# Objective A:
Copy the passage of the event listings from "Eric Weiner has" up to and including "search for happiness.".

# Document section:
────────
Pathways out of Poverty through Green Collar Jobs: The Role of Scholarship in Improving Quality of Life for Urban Residents
Dr. Raquel Pinderhughes
Tuesday, October 7, 2008
L226 at 7:30 p.m.
Poverty and unemployment are significant problems in the United States and there is an urgent need for stable living wage jobs for low income adults, particularly those with barriers to employment such as not having a high school or GED degree, limited labor market skills, being incarcerated, and/or being out of the labor market for a long period of time. Dr. Raquel Pinderhughes' work on green collar jobs, which she defines as "manual labor jobs in firms or other enterprises whose products and services directly improve environmental quality," has shown that green collar jobs represent an important category of work force opportunities for adults with barriers to employment because they are high quality jobs with low barriers to entry, in sectors poised for dramatic growth. Pinderhughes' presentation will focus on two aspects of this work: 1) pathways out of poverty through green collar jobs, 2) how scholars can be involved in social change and directly contribute to improving quality of life for urban residents.
Dr. Raquel Pinderhughes is Professor of Urban Studies at San Francisco State University. Her teaching, research and community activism focus on improving quality of life for people living and working in cities. Her landmark study, Green Collar Jobs: An Analysis of the Capacity of Green Business to Provide High Quality Jobs for Men and Women with Barriers to Employment, is considered the definitive work on the subject, and has been used as a model for various programs. In addition to her work in the United States, she has conducted research and guest lectured in Havana, Cuba, Curitiba, Brazil, and Rajasthan, India. Pinderhughes is president of the Board of Directors of the Ecology Center, which runs the city of Berkeley's recycling and farmers market programs, and Rising Sun Energy Services, operators of programs to reduce residential energy and water consumption in the Bay Area. She serves on the Board of Directors of Clean City, a non-profit organization focused on cleaning, greening and beautifying the city of San Francisco while providing job training and placement services for people with barriers to employment.
The Geography of Bliss
Tuesday, October 21, 2008
L226 at 7:30 p.m.
Eric Weiner has traveled to the places that surveys show are the happiest on earth to see what makes these people happy. His book, The Geography of Bliss, is the memoir of those travels and it describes an extraordinary take on happiness and the cultural factors that nurture happiness. His presentation will journey from America to Iceland to India, asking why Asheville, North Carolina is so happy? Are people in Switzerland happier because is the most democratic country in the world? Does Bhutan's official tracking of it Gross National Happiness help to make them happier? His answers are drawn from his own personal discoveries about himself, the insights of classical thinkers on happiness, and analysis of the world's most contented cultures. He provides surprising insights into why and how place matters in our search for happiness.
────────
# Objective B:
Repeat the records exactly, from their first line up to and including the line with "499, 1225, 579]]", leaving the pictures out of your answer.

# Stored data:
────────
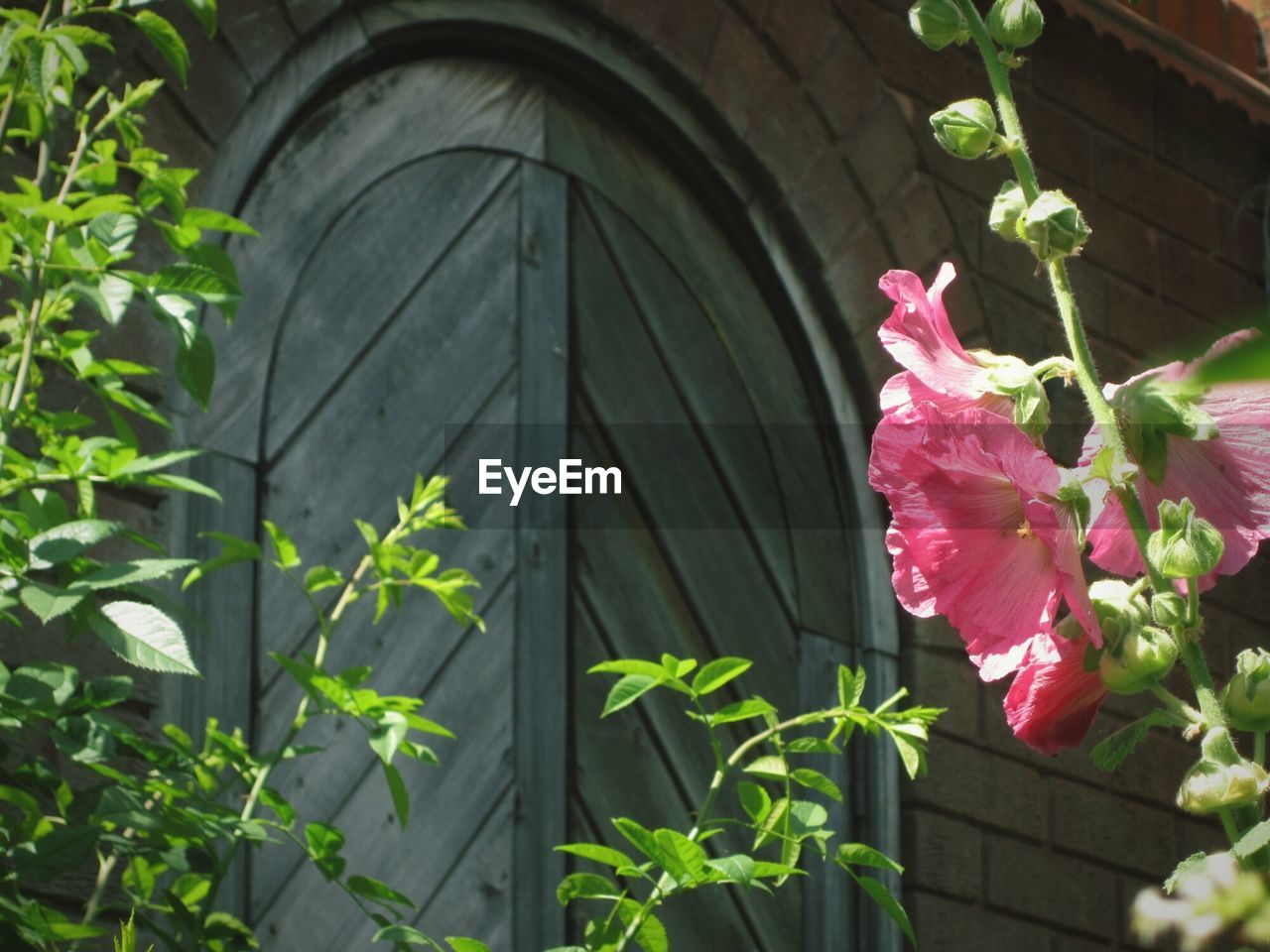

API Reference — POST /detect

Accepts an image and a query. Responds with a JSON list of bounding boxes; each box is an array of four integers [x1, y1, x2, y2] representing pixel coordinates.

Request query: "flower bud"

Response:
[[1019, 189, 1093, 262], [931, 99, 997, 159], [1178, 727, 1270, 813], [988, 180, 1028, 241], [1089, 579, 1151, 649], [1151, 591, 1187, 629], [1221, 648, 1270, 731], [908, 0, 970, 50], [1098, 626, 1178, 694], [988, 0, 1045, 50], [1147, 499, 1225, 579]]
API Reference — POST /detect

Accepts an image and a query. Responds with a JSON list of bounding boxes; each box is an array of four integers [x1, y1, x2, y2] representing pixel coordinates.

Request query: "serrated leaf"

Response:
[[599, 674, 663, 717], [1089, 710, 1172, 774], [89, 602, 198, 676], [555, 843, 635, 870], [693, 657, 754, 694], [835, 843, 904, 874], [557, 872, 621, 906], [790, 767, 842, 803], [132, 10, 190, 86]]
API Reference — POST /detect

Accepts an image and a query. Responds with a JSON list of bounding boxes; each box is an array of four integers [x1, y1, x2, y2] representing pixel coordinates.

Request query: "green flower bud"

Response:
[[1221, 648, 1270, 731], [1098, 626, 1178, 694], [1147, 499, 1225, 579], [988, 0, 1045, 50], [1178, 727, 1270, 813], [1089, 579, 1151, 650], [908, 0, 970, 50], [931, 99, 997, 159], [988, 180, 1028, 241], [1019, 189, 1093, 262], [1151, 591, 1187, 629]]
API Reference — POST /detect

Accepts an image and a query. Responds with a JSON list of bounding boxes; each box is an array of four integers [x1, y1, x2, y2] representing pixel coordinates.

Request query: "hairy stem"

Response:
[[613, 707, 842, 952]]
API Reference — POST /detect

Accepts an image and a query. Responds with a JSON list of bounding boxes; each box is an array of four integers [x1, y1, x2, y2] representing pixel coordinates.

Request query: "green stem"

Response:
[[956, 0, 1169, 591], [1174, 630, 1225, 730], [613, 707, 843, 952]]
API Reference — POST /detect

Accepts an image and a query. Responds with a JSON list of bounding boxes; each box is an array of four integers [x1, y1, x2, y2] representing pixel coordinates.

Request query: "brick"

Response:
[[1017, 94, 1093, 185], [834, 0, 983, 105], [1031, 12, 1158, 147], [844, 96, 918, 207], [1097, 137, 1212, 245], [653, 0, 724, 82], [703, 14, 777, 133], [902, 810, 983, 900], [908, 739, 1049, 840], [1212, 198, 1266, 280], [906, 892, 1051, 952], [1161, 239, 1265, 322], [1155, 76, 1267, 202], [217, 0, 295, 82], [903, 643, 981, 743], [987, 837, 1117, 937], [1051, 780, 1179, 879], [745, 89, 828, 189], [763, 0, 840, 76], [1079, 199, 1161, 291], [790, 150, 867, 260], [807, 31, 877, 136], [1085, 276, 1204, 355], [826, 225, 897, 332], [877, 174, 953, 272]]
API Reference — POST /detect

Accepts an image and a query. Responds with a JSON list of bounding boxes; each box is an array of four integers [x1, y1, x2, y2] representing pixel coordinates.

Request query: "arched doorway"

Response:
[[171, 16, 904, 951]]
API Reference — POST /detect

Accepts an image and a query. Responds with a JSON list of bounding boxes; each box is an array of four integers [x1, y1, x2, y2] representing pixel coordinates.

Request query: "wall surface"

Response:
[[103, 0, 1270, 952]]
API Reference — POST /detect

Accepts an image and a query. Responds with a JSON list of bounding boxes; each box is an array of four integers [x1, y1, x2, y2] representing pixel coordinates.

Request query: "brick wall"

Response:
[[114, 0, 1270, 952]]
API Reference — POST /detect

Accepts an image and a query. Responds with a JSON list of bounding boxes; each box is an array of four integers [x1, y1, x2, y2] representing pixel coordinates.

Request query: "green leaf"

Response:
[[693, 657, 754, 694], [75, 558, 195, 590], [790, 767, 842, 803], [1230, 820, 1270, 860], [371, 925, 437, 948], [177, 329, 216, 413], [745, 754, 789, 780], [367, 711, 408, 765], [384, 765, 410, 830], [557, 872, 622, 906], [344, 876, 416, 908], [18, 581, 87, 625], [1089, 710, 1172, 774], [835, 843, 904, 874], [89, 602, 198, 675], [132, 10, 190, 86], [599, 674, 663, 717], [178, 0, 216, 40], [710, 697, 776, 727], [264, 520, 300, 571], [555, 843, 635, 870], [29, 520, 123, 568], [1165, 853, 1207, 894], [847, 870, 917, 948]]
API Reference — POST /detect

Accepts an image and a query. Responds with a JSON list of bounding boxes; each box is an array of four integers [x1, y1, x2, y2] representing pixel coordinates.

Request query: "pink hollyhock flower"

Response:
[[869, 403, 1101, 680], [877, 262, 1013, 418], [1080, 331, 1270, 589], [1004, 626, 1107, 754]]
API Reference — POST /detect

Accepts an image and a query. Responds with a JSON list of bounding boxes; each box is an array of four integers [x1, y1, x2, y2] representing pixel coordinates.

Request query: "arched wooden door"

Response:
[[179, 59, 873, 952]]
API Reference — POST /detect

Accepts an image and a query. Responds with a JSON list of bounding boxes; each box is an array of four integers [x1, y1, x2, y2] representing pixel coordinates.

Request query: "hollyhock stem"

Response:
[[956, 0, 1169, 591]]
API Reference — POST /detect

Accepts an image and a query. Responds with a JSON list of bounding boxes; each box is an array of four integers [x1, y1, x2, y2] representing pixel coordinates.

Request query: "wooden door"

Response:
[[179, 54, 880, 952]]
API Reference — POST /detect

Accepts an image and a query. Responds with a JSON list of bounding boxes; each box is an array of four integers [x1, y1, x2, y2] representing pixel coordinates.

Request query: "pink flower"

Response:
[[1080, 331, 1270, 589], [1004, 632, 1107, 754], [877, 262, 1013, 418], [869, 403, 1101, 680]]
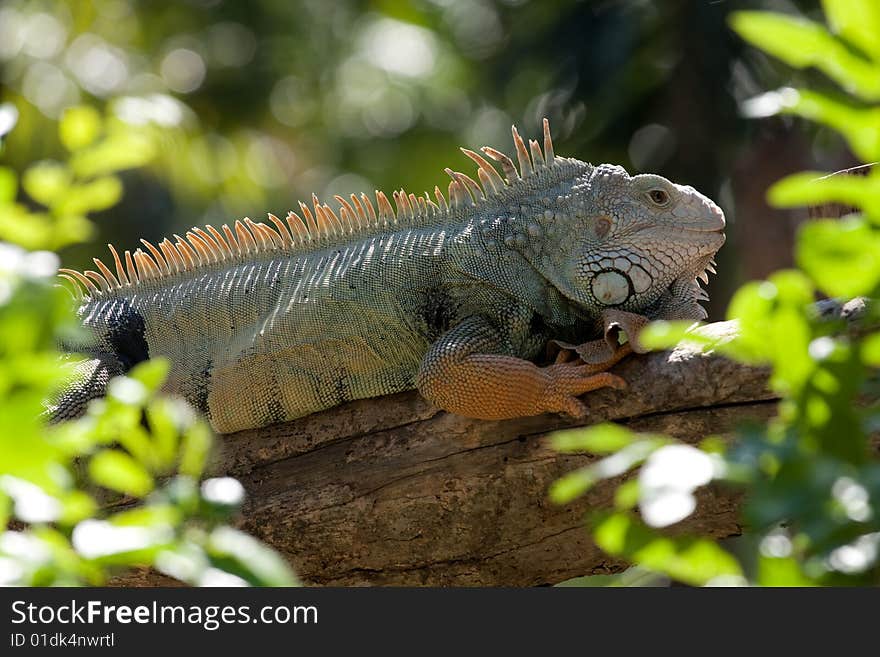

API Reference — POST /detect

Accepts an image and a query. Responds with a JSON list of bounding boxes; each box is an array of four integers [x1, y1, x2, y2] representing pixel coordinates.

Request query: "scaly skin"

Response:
────────
# Correct answer A:
Eric Weiner has traveled to the places that surveys show are the happiest on earth to see what makes these people happy. His book, The Geography of Bliss, is the memoir of those travels and it describes an extraordinary take on happiness and the cultural factors that nurture happiness. His presentation will journey from America to Iceland to India, asking why Asheville, North Carolina is so happy? Are people in Switzerland happier because is the most democratic country in the world? Does Bhutan's official tracking of it Gross National Happiness help to make them happier? His answers are drawn from his own personal discoveries about himself, the insights of classical thinkers on happiness, and analysis of the world's most contented cultures. He provides surprising insights into why and how place matters in our search for happiness.

# Correct answer B:
API Reference — POST /detect

Accepts an image and a query. Responds with a JSON list of bounding boxes; each box is an array of four integers [x1, y1, x2, y2] representing pixel coordinates.

Request query: "flower bud"

Response:
[[1019, 189, 1093, 262], [931, 99, 997, 159], [1178, 727, 1270, 813], [988, 180, 1028, 241], [1089, 579, 1151, 649], [1151, 591, 1187, 629], [1221, 648, 1270, 731], [908, 0, 970, 50], [1098, 626, 1178, 694], [988, 0, 1045, 50], [1147, 499, 1225, 579]]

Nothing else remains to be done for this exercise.